_What needs to be done:_
Word for word, copy each record that comes after this.

_Task input:_
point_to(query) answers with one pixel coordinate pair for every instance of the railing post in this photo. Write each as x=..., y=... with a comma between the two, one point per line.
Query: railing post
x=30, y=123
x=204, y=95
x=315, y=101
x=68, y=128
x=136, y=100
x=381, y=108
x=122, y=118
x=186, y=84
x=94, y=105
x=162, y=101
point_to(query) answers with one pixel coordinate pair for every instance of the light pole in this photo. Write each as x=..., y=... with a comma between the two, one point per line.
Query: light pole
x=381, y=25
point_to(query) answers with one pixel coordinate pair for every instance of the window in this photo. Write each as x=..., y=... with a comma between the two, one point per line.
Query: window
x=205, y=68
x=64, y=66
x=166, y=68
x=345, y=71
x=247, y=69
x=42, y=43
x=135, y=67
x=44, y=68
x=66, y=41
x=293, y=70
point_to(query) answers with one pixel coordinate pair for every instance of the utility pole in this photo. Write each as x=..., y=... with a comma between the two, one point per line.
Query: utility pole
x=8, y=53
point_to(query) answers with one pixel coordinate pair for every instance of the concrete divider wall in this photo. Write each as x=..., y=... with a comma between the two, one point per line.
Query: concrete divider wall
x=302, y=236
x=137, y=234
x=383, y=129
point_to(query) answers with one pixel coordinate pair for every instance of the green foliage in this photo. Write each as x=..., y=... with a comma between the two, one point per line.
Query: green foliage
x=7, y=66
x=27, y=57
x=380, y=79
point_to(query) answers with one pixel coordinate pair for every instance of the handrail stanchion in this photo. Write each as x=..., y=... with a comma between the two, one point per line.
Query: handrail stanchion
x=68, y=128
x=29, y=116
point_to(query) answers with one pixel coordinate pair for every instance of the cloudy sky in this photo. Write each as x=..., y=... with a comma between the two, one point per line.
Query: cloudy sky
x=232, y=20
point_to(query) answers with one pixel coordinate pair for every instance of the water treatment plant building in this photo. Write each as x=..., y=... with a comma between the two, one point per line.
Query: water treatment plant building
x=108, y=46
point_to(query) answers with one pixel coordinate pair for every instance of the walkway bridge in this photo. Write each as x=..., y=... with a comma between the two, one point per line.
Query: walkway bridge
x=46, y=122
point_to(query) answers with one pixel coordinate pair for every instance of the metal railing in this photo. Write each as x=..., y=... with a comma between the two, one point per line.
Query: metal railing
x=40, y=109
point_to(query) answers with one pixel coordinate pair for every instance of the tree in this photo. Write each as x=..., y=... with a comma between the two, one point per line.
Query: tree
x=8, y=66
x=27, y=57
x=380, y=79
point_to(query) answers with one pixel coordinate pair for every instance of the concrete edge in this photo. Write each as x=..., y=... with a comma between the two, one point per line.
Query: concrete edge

_Answer box:_
point_to(query) answers with one pixel coordinate pair for every instance of the railing post in this photo. Write each as x=..., y=... with a comma between the two, one point per line.
Query: railing post
x=30, y=123
x=204, y=95
x=315, y=101
x=68, y=128
x=136, y=100
x=381, y=108
x=122, y=118
x=186, y=84
x=94, y=105
x=162, y=101
point_to(query) answers with one pixel coordinate pair for every instance of the light pole in this photo. Write each as x=..., y=... with a comma between the two, one point per line.
Query: light pole
x=381, y=25
point_to(query) answers with one pixel coordinate pair for every instance of the window in this photo. Write each as x=..., y=... with a comma between the two, one point per line.
Query: window
x=205, y=68
x=64, y=66
x=166, y=68
x=345, y=71
x=247, y=69
x=42, y=43
x=135, y=67
x=44, y=68
x=66, y=41
x=293, y=70
point_to(query) answers with one pixel coordinate pair for every instance of the utility pole in this photo. Write each as x=..., y=... with a comma between the two, one point per line.
Query: utility pole
x=8, y=53
point_to(query) answers with one pixel coordinate pair for every instance of the concrete divider wall in this photo. Write each as x=..., y=... with a comma between the two, one point per line.
Query: concrete divider wall
x=302, y=236
x=137, y=234
x=383, y=129
point_to(query) answers with one pixel coordinate pair for every instance of the green foliage in this photo. Write each as x=..., y=... with a comma between the two, one point per line.
Query: green foliage
x=7, y=66
x=27, y=57
x=380, y=79
point_to(query) answers with one pixel coordinate pair for every instance of the handrail stanchion in this photo. Write each as x=..., y=... with a comma between the two, one point per line.
Query: handrail stanchion
x=68, y=128
x=29, y=116
point_to(query) answers with one pixel coordinate pair for every instance of the cloudy sky in this photo. Write each as x=..., y=... with a comma between the two, one point per line.
Query: cloudy sky
x=232, y=20
point_to(query) answers with one pixel coordinate pair for every instance of the water treatment plant building in this photo. Write each as x=..., y=... with a comma between the two, one point per line.
Query: water treatment plant building
x=108, y=46
point_to(query) answers with one pixel coordinate pair for every instance of the walkway bridge in this photo. Write each as x=..., y=... with a comma between the two, one point per line.
Query: walkway bridge
x=46, y=122
point_to(query) answers with one pixel coordinate pair for every instance of the metal railing in this photo. Write each as x=..., y=... with a comma between the two, one point per line.
Query: metal railing
x=40, y=109
point_to(query) answers with one pixel coordinate pair for every instance of the tree in this photo. Write each as x=..., y=... with a comma between the two, one point per line.
Query: tree
x=8, y=66
x=27, y=57
x=380, y=79
point_to(query) answers with one pixel coordinate pair for every instance of the concrete edge in this photo. Write each as x=..., y=... with a comma between the two, one point per line.
Query: concrete edge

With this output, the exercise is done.